Chatfish: quando a IA encontra os apps de relacionamento
Se passar por outra pessoa (o catfish) virou coisa do passado. A moda agora é terceirizar a paquera, usando respostas do ChatGPT nas conversas

Repare que no título acima não usei a palavra CATFISH, palavra do inglês que descreve a prática de se passar por outra pessoa na internet com intenção de conquistar alguém. Tem um agá ali, de CHAT, como em GPT. E é disso que estamos falando: de terceirizar a conversa para inteligências artificiais nos apps de relacionamento. Estamos na era do chatfish.
Mais do que a letra extra, o chatfish tem como diferença o fato de que a identidade costuma ser verdadeira – a ideia é que haja um encontro cara a cara, afinal de contas. O conteúdo das interações, no entanto, vem das IAs. Isso tudo sem informar quem está do outro lado que a tecnologia entrou na jogada e o papo a dois não é exatamente a dois.
Entre os adeptos do chatfishing (aprendi a palavra numa reportagem do britânico Guardian, no último fim de semana) há diferentes motivações. Alguns recorrem às IAs porque sofrem de alguma modalidade de ansiedade social, e li sobre pessoas que estão no espectro autista que se beneficiaram desse cupido tech. Beleza.
Descontados esses casos, considero sintomático que a pressão por performar com excelência tenha chegado tão longe. Vivemos num mundo tão metrificado, com uma pressão por performance tão intensa que até mesmo algo que devia ser chance de conexão pessoal virou alvo de otimização. Todo dia, o dia inteiro, martelam na cabeça da gente que é preciso ser nossa melhor versão, então é quase um passo óbvio recorrer à tecnologia para parecer mais interessante nos aplicativos de relacionamento.
É possível argumentar que as pessoas querem apenas aumentar suas chances de sucesso, conseguir companhia para uma noite casual. Recorrer a uma IA ao longo da interação não parece nada de alarmante, desde que seja algo pontual. Agora fazer isso com TODA a conversa me parece mais complicado. O que acontece quando você encontra a pessoa e sua versão ao vivo destoa da persona das mensagens? O risco de rejeição cara a cara não pode ser prejudicial também? Aliás, já que muitos chatfishers querem evitar perder tempo, terceirizar a conversa não periga levar justamente a isso?

════

## Tarefa 1
Responda às perguntas a seguir sobre o texto do chatfish.
(a) Que letra a mais diferencia a palavra do título da palavra CATFISH?
(b) Em que veículo o autor aprendeu a palavra chatfishing?
(c) No chatfish, o que costuma ser verdadeiro, ao contrário do catfish?
## Tarefa 2
Escreva a continuação do texto sobre o chatfish a partir da última frase.

════

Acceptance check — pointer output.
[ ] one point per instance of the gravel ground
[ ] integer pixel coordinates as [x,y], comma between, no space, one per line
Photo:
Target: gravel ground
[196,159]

════

## Espaço para resposta 1
(a) O agá (h), de CHAT.
(b) Numa reportagem do britânico Guardian.
(c) A identidade.

## Espaço para resposta 2
Ou talvez eu seja apenas um tiozão anacrônico, reclamando do uso de IA na pegação do mesmo modo que meus avós diziam que meu videogame estragaria a televisão. Quem sabe o novo normal contemple encontros entre duas pessoas que fingem não ver discrepâncias entre a versão escrita e a versão ao vivo uma da outra?
Uma IA ainda vai escolher seu próximo parceiro
Num mundo em que os modelos de IA foram gradualmente inseridos em diferentes esferas da convivência humana, não tardaria até que fossem usados na busca por parceiros. Existem diferentes modalidades: a mais básica consiste em pedir que alguma ferramenta analise seu perfil e proponha alterações que aumentem as chances de sucesso, recurso disponível em diversos aplicativos mundo afora.
Tem também os chamados “namorados virtuais”, cujo nome é autoexplicativo. Nesse caso, o filme Her, estrelado em 2013 por Joaquin Phoenix e Scarlett Johansson, foi praticamente um adivinho: as pessoas passaram a manter diálogos profundos e se envolver com as próprias IAs, conferindo a elas uma humanidade inexistente. Nessa seara, surgiram chatbots criados especificamente para interações de cunho erótico, aliás.
No meio do caminho entre esses extremos, aparece a IA que funciona como uma espécie de concierge. Seja para tornar o match mais eficaz, usando dados de cada usuário, ou para apontar se as interações podem ser consideradas sinal de comportamento abusivo iminente. E mesmo para dar dicas relacionadas ao planejamento dos encontros pessoais.
Há, ainda, um cenário que se desenha – e esse eu acho especialmente triste. Hoje se fala muito sobre agentes de IA, que são configurados para tomar conta de determinadas tarefas. Já entendeu onde quero chegar? Sim, existe a possibilidade de um futuro bem próximo em que o seu agente conversa com o agente da outra pessoa, e aí vocês só entram em cena de verdade depois que a conversa engrenou. Deixo a pergunta a vocês, leitores e leitoras: qual é a graça disso? Por favor, respondam a este quarentão aqui, porque dessa vez não vou dar conta de acompanhar a inovação, não.